**PASSAGE**
★ ★ ★ ★ ★

# laying down incorrectly aka lazy lie down



## simba405 (Mar 14, 2013)

my 10 month old shepherd doesnt have good form when lying down. its like a lazy sit but its a lazy lie down? how do i fix this?!?? when i tell him to sit he does it correctly. no lazy sits. but when he goes from a sit to a lie down he suddenly swings his hips to the side and lays down. any tips?


----------



## mackjordann (Mar 13, 2013)

That's actually better that he moves his his hips to one side to lay down , because then he is less likely to pop back up if you are doing a down stay. If you want him to lay proper than I'd teach him between a wall and a chair or something blocking so he is discouraged to go on one side of his hips. Hope that helps

Sent from Petguide.com Free App


----------



## Tankin (Feb 7, 2012)

I've basically defined both types of down for Tank. 

"Down" is used when I want him to use the correct form. 

"Break" is used when I want him to do the lazy hips down. Usually we'll use that when we're playing fetch and I feel he needs to take a breather because he won't do it on his own, or when we're watching TV in the house, or just anywhere where a proper sit isn't absolutely necessary.

★ ★ ★ ★ ★

**GOALS**
1/ Name every user who posts in the thread about the lazy lie-down.
2/ Continue the forum thread about the shepherd's lazy lie-down from the point where its last post ends.

**INFORMATION SUPPLIED**
★ ★ ★ ★ ★

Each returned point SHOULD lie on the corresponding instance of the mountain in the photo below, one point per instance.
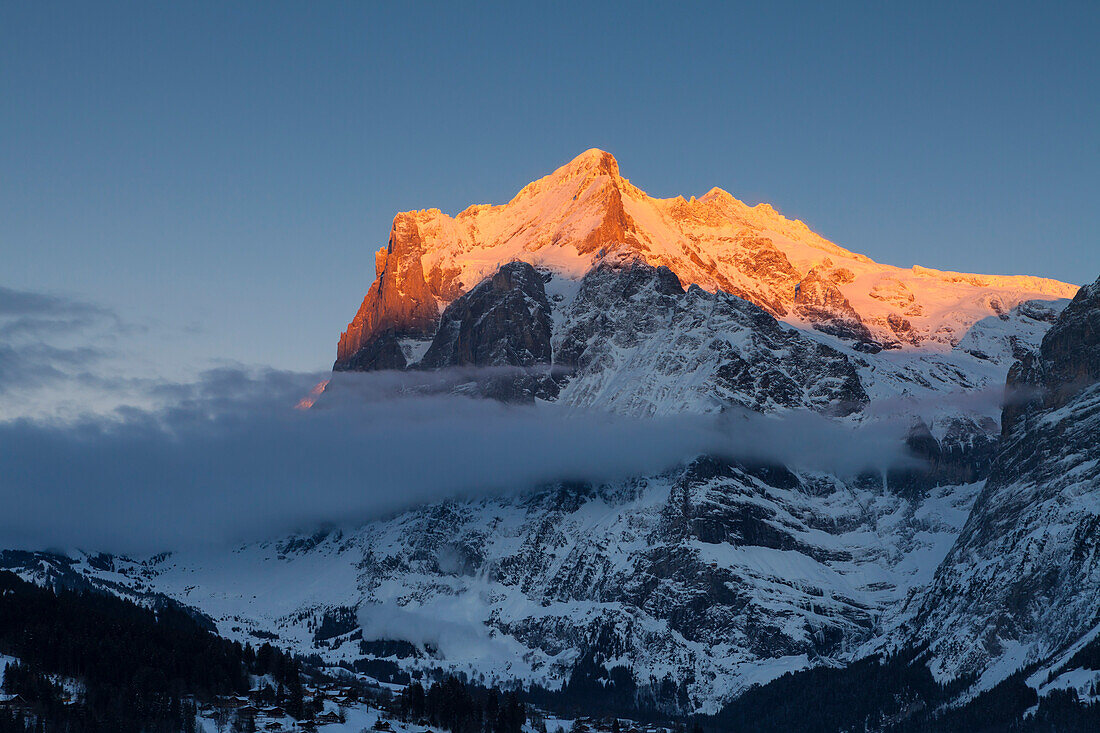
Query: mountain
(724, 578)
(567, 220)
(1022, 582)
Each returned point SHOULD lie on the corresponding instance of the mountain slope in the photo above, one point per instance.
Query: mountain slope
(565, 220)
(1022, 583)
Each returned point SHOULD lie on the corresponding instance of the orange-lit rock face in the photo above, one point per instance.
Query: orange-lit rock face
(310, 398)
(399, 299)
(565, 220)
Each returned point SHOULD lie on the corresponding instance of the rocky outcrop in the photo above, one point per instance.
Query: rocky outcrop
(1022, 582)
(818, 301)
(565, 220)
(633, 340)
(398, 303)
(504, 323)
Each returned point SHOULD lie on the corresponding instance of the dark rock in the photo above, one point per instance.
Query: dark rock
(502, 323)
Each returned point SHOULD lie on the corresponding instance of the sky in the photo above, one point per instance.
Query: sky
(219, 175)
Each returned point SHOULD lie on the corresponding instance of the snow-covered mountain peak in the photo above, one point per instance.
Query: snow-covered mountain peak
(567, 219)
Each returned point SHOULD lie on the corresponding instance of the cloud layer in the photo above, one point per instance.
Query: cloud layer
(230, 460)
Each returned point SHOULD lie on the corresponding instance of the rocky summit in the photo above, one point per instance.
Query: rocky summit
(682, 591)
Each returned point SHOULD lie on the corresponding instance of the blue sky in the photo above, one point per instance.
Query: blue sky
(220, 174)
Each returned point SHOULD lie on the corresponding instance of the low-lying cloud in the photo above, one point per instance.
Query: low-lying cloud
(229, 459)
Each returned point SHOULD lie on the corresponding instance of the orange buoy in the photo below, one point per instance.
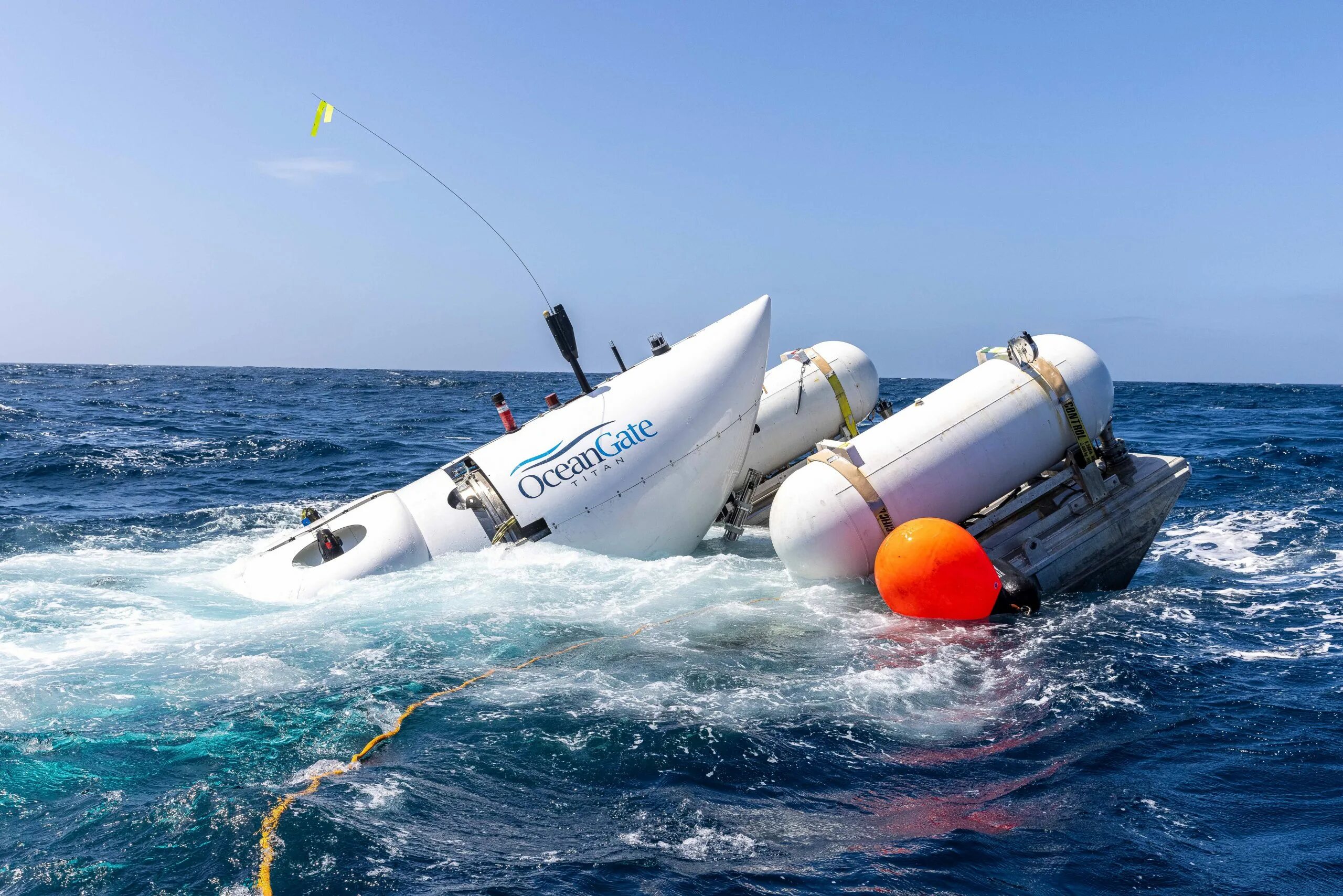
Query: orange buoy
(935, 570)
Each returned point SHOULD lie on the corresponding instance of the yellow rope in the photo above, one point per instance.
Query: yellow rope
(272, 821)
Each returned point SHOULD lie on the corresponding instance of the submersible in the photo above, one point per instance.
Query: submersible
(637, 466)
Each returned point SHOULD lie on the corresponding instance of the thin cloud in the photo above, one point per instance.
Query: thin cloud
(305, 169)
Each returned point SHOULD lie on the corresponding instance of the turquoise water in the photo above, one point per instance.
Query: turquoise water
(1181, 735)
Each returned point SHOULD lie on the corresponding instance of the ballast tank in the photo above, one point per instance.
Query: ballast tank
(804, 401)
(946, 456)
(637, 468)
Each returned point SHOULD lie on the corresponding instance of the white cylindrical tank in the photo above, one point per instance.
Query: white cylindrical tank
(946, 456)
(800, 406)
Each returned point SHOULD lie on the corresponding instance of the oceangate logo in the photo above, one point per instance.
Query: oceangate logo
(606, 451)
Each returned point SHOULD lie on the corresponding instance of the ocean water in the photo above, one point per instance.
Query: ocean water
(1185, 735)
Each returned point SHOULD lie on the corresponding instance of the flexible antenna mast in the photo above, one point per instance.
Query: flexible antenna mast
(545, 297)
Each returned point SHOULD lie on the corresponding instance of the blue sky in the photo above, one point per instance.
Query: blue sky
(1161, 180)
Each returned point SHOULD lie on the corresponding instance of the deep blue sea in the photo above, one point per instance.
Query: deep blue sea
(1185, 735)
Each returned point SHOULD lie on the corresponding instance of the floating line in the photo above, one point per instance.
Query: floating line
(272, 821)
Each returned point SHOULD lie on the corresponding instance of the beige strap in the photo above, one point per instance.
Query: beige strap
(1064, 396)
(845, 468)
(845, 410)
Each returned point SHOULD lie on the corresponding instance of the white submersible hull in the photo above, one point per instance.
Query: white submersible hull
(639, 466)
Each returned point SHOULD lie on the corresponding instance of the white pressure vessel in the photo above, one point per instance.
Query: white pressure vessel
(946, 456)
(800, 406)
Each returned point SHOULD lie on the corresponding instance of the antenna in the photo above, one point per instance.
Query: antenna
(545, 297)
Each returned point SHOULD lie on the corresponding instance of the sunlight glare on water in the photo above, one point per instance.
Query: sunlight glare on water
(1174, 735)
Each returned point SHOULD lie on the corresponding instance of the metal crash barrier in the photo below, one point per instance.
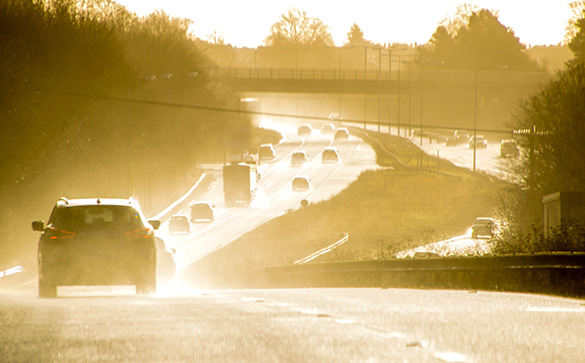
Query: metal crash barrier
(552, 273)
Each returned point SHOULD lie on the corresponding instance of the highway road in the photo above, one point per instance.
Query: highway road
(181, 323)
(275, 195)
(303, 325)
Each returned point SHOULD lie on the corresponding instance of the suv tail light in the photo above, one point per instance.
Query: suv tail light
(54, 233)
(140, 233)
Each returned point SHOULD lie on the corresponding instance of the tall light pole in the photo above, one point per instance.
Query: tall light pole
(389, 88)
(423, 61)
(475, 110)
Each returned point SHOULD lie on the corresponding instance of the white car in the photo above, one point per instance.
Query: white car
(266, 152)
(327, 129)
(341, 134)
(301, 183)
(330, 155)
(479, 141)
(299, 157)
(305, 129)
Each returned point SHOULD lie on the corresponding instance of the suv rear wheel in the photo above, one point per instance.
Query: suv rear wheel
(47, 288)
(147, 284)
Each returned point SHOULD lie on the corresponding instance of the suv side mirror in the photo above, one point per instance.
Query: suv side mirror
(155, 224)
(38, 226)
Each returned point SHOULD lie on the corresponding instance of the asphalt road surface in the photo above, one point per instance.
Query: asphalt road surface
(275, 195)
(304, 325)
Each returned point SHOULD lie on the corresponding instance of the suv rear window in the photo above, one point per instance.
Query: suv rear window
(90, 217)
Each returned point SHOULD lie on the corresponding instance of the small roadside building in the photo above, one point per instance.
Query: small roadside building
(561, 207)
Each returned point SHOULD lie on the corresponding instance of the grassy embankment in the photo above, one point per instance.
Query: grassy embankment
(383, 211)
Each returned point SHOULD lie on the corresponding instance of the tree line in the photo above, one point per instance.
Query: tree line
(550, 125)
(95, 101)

★ ★ ★ ★ ★

**ANSWERS PROVIDED**
1/ simba405, mackjordann, Tankin

2/
I don't have him at 100% yet, more like 90%, but we're working on it.


----------



## AngelaA6 (Jan 20, 2013)

I encourage my dog to drop his hips so hes more motivated to stay when i tell him but I've also taught him to roll back into a proper down as well when told. He always does the lazy lay first though. 

Sent from Petguide.com Free App


----------



## gmcwife1 (Apr 5, 2012)

Tankin said:


> I've basically defined both types of down for Tank.
> 
> "Down" is used when I want him to use the correct form.
> 
> ...


 
Very interesting, I'll have to tell my daughter this as Nita does a lazy down sometimes too.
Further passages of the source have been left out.